## Task objective
Within the entries below, find the portion that opens with the line containing "Query: wispy cloud" and closes with the line containing "of the leafy". Retype that portion exactly and only.

[Region pointing data]
------
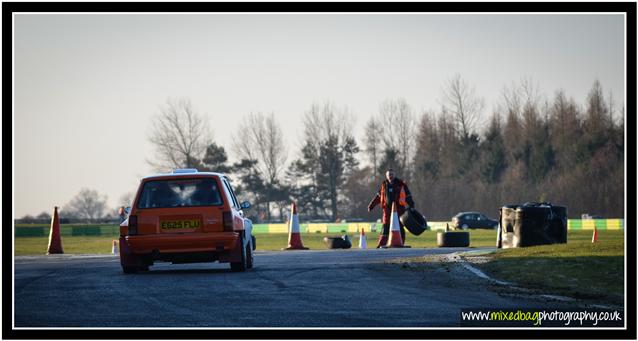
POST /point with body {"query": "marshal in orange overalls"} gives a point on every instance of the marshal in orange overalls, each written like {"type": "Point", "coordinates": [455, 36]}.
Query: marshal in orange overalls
{"type": "Point", "coordinates": [395, 191]}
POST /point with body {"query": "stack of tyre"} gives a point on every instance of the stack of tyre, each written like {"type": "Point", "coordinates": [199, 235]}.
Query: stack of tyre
{"type": "Point", "coordinates": [532, 224]}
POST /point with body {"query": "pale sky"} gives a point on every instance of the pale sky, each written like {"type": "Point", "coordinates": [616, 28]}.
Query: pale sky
{"type": "Point", "coordinates": [87, 85]}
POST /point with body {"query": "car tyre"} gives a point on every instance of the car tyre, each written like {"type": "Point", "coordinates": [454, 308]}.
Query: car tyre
{"type": "Point", "coordinates": [249, 256]}
{"type": "Point", "coordinates": [242, 264]}
{"type": "Point", "coordinates": [453, 239]}
{"type": "Point", "coordinates": [130, 269]}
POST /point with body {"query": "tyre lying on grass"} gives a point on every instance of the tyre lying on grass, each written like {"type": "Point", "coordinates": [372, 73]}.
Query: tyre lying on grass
{"type": "Point", "coordinates": [453, 239]}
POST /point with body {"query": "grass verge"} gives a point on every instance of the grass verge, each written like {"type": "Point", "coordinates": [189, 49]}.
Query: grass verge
{"type": "Point", "coordinates": [577, 269]}
{"type": "Point", "coordinates": [272, 241]}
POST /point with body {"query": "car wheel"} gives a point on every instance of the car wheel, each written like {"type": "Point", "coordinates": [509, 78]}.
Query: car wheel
{"type": "Point", "coordinates": [130, 269]}
{"type": "Point", "coordinates": [241, 265]}
{"type": "Point", "coordinates": [249, 256]}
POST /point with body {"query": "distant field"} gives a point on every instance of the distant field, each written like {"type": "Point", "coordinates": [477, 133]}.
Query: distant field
{"type": "Point", "coordinates": [276, 241]}
{"type": "Point", "coordinates": [271, 241]}
{"type": "Point", "coordinates": [577, 269]}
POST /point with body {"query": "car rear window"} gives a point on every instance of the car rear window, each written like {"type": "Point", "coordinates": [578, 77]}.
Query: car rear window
{"type": "Point", "coordinates": [180, 193]}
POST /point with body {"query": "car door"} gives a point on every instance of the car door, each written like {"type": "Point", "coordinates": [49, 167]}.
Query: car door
{"type": "Point", "coordinates": [474, 221]}
{"type": "Point", "coordinates": [238, 213]}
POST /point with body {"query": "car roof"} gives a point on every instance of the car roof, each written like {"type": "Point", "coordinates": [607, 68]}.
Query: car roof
{"type": "Point", "coordinates": [460, 213]}
{"type": "Point", "coordinates": [184, 175]}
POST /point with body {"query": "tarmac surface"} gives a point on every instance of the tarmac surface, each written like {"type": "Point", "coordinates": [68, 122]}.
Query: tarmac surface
{"type": "Point", "coordinates": [313, 288]}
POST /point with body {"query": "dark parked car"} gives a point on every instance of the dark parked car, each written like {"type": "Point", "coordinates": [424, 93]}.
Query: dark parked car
{"type": "Point", "coordinates": [473, 220]}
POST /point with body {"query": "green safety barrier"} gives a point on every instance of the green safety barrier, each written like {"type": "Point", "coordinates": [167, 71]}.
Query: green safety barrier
{"type": "Point", "coordinates": [113, 230]}
{"type": "Point", "coordinates": [600, 224]}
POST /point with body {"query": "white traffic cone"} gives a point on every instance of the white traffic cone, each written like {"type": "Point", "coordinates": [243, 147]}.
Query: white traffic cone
{"type": "Point", "coordinates": [294, 236]}
{"type": "Point", "coordinates": [363, 244]}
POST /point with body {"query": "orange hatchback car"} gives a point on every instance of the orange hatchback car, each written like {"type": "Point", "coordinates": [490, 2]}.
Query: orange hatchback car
{"type": "Point", "coordinates": [186, 217]}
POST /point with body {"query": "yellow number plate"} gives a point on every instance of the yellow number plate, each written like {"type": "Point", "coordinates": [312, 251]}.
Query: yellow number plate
{"type": "Point", "coordinates": [180, 224]}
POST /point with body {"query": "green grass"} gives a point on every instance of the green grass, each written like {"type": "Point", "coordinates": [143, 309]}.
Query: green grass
{"type": "Point", "coordinates": [578, 269]}
{"type": "Point", "coordinates": [74, 245]}
{"type": "Point", "coordinates": [272, 241]}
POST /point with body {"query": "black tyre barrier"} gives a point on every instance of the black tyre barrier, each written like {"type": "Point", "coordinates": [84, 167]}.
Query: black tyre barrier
{"type": "Point", "coordinates": [532, 224]}
{"type": "Point", "coordinates": [453, 239]}
{"type": "Point", "coordinates": [414, 221]}
{"type": "Point", "coordinates": [342, 242]}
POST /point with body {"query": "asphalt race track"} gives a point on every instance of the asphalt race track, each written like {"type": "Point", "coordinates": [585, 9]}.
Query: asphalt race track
{"type": "Point", "coordinates": [331, 288]}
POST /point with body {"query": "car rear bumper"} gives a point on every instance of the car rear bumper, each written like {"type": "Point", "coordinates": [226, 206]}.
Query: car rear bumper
{"type": "Point", "coordinates": [181, 243]}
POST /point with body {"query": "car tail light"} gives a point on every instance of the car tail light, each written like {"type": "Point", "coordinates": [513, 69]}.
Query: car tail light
{"type": "Point", "coordinates": [132, 225]}
{"type": "Point", "coordinates": [228, 221]}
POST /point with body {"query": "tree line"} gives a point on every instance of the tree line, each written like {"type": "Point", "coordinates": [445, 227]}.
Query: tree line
{"type": "Point", "coordinates": [456, 158]}
{"type": "Point", "coordinates": [531, 148]}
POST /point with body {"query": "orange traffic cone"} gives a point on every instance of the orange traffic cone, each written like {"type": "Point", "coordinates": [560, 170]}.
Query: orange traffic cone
{"type": "Point", "coordinates": [394, 239]}
{"type": "Point", "coordinates": [363, 244]}
{"type": "Point", "coordinates": [294, 236]}
{"type": "Point", "coordinates": [55, 240]}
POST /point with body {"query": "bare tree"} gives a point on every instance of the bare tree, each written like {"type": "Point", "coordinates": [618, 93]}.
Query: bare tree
{"type": "Point", "coordinates": [88, 204]}
{"type": "Point", "coordinates": [398, 123]}
{"type": "Point", "coordinates": [180, 136]}
{"type": "Point", "coordinates": [260, 138]}
{"type": "Point", "coordinates": [328, 153]}
{"type": "Point", "coordinates": [372, 142]}
{"type": "Point", "coordinates": [460, 100]}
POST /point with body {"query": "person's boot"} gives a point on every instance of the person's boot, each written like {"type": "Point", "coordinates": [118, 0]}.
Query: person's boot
{"type": "Point", "coordinates": [383, 239]}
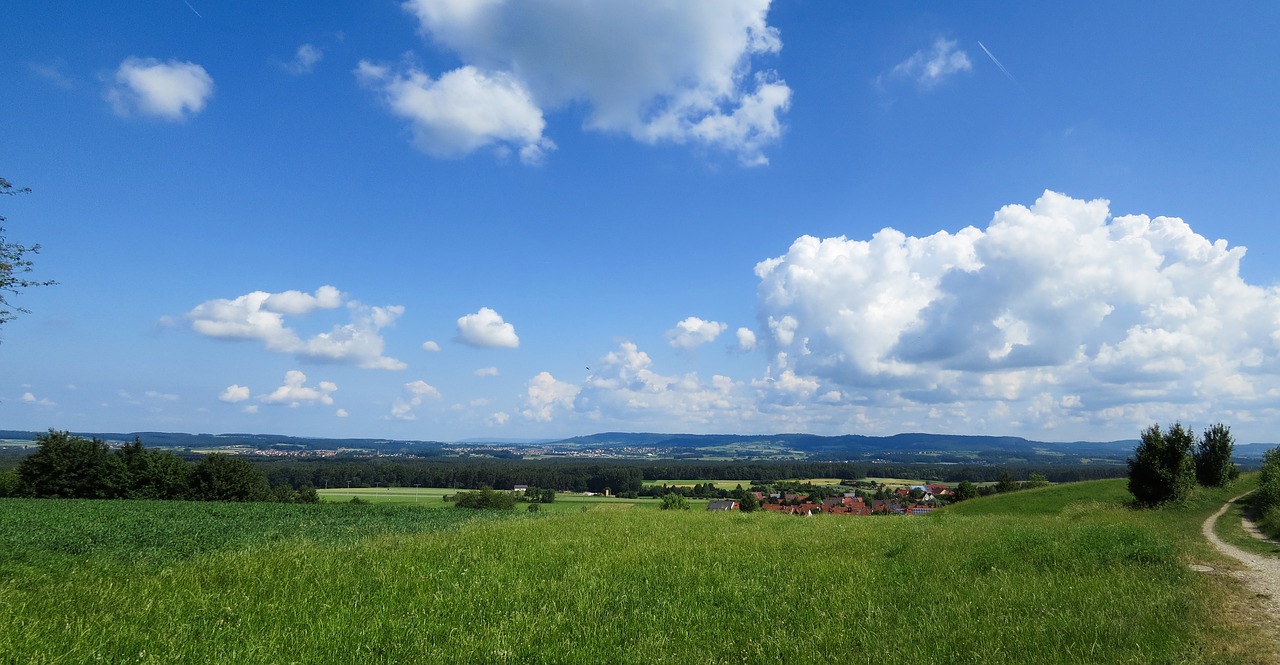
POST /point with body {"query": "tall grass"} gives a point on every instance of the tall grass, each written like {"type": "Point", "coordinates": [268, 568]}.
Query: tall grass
{"type": "Point", "coordinates": [1092, 585]}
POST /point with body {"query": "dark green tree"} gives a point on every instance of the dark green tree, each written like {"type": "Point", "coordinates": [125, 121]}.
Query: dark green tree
{"type": "Point", "coordinates": [746, 501]}
{"type": "Point", "coordinates": [1161, 469]}
{"type": "Point", "coordinates": [485, 499]}
{"type": "Point", "coordinates": [1214, 466]}
{"type": "Point", "coordinates": [8, 484]}
{"type": "Point", "coordinates": [1267, 495]}
{"type": "Point", "coordinates": [673, 501]}
{"type": "Point", "coordinates": [151, 473]}
{"type": "Point", "coordinates": [69, 467]}
{"type": "Point", "coordinates": [14, 264]}
{"type": "Point", "coordinates": [222, 477]}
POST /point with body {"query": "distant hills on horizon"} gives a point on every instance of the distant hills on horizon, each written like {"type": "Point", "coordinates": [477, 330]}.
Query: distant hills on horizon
{"type": "Point", "coordinates": [917, 445]}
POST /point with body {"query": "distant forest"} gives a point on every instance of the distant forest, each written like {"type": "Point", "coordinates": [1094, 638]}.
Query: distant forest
{"type": "Point", "coordinates": [625, 476]}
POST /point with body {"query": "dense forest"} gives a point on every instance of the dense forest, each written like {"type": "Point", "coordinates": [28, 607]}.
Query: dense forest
{"type": "Point", "coordinates": [624, 476]}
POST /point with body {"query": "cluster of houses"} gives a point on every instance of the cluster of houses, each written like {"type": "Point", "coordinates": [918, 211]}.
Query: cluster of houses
{"type": "Point", "coordinates": [848, 504]}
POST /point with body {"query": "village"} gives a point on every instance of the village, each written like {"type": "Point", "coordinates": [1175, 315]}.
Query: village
{"type": "Point", "coordinates": [914, 500]}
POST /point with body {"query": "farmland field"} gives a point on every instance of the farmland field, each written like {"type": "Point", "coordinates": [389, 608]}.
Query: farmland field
{"type": "Point", "coordinates": [1091, 582]}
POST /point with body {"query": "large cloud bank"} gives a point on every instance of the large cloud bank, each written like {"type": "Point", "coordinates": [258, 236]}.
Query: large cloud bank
{"type": "Point", "coordinates": [659, 70]}
{"type": "Point", "coordinates": [1056, 313]}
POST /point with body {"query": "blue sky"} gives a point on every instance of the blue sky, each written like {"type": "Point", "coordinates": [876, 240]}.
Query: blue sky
{"type": "Point", "coordinates": [444, 219]}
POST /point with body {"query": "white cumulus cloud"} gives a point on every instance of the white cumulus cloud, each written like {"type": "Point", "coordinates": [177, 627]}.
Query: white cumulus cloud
{"type": "Point", "coordinates": [419, 391]}
{"type": "Point", "coordinates": [30, 398]}
{"type": "Point", "coordinates": [295, 391]}
{"type": "Point", "coordinates": [259, 316]}
{"type": "Point", "coordinates": [234, 393]}
{"type": "Point", "coordinates": [1057, 313]}
{"type": "Point", "coordinates": [929, 68]}
{"type": "Point", "coordinates": [173, 90]}
{"type": "Point", "coordinates": [661, 70]}
{"type": "Point", "coordinates": [694, 331]}
{"type": "Point", "coordinates": [305, 59]}
{"type": "Point", "coordinates": [485, 329]}
{"type": "Point", "coordinates": [462, 111]}
{"type": "Point", "coordinates": [545, 394]}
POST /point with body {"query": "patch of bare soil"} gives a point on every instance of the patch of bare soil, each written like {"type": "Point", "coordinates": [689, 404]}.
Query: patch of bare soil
{"type": "Point", "coordinates": [1260, 574]}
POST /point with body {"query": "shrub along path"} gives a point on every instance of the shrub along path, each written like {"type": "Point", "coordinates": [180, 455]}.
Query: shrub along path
{"type": "Point", "coordinates": [1261, 574]}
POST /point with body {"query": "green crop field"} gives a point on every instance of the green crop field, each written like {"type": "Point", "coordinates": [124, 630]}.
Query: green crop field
{"type": "Point", "coordinates": [1088, 581]}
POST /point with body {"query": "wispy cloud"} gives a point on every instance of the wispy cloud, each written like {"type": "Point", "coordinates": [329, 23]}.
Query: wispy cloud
{"type": "Point", "coordinates": [928, 68]}
{"type": "Point", "coordinates": [997, 62]}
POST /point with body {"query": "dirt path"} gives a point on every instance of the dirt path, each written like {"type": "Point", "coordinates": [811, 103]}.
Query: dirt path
{"type": "Point", "coordinates": [1261, 574]}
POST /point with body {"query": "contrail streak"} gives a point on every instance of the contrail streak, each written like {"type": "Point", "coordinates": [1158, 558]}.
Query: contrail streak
{"type": "Point", "coordinates": [997, 63]}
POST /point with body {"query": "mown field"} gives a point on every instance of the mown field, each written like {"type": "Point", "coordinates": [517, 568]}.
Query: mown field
{"type": "Point", "coordinates": [1060, 574]}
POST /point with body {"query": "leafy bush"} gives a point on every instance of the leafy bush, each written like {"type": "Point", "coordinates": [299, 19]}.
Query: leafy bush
{"type": "Point", "coordinates": [485, 499]}
{"type": "Point", "coordinates": [673, 501]}
{"type": "Point", "coordinates": [1161, 469]}
{"type": "Point", "coordinates": [1267, 495]}
{"type": "Point", "coordinates": [1214, 466]}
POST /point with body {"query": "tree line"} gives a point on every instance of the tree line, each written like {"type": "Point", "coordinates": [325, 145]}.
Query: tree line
{"type": "Point", "coordinates": [621, 477]}
{"type": "Point", "coordinates": [73, 467]}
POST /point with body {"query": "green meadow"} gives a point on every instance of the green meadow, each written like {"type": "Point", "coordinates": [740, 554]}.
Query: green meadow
{"type": "Point", "coordinates": [1059, 574]}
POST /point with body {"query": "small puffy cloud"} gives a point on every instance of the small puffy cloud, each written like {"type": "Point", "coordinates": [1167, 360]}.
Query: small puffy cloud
{"type": "Point", "coordinates": [545, 394]}
{"type": "Point", "coordinates": [295, 391]}
{"type": "Point", "coordinates": [694, 331]}
{"type": "Point", "coordinates": [1056, 315]}
{"type": "Point", "coordinates": [485, 329]}
{"type": "Point", "coordinates": [929, 68]}
{"type": "Point", "coordinates": [657, 72]}
{"type": "Point", "coordinates": [462, 111]}
{"type": "Point", "coordinates": [53, 73]}
{"type": "Point", "coordinates": [305, 59]}
{"type": "Point", "coordinates": [498, 420]}
{"type": "Point", "coordinates": [234, 393]}
{"type": "Point", "coordinates": [419, 391]}
{"type": "Point", "coordinates": [172, 90]}
{"type": "Point", "coordinates": [259, 316]}
{"type": "Point", "coordinates": [30, 398]}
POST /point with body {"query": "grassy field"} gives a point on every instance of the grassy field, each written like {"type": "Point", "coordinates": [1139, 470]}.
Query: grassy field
{"type": "Point", "coordinates": [1060, 574]}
------
## Output
Query: wispy cloud
{"type": "Point", "coordinates": [928, 68]}
{"type": "Point", "coordinates": [997, 62]}
POST /point with body {"query": "dirt path"} gives a point on every instance of the dirt path, each written like {"type": "Point", "coordinates": [811, 103]}.
Query: dirt path
{"type": "Point", "coordinates": [1261, 574]}
POST /point with body {"query": "contrail streak"} gives a point on every instance of the contrail streak, each written like {"type": "Point", "coordinates": [1158, 558]}.
Query: contrail streak
{"type": "Point", "coordinates": [997, 63]}
POST /point with body {"query": "mown field"} gives a point on every instance of the mown field, each written like {"type": "Point", "coordinates": [517, 568]}.
Query: mown field
{"type": "Point", "coordinates": [1060, 574]}
POST /point with body {"query": "leafy bush"} gives a point on every instance of the leafy bush, each written like {"type": "Point", "coordinates": [299, 19]}.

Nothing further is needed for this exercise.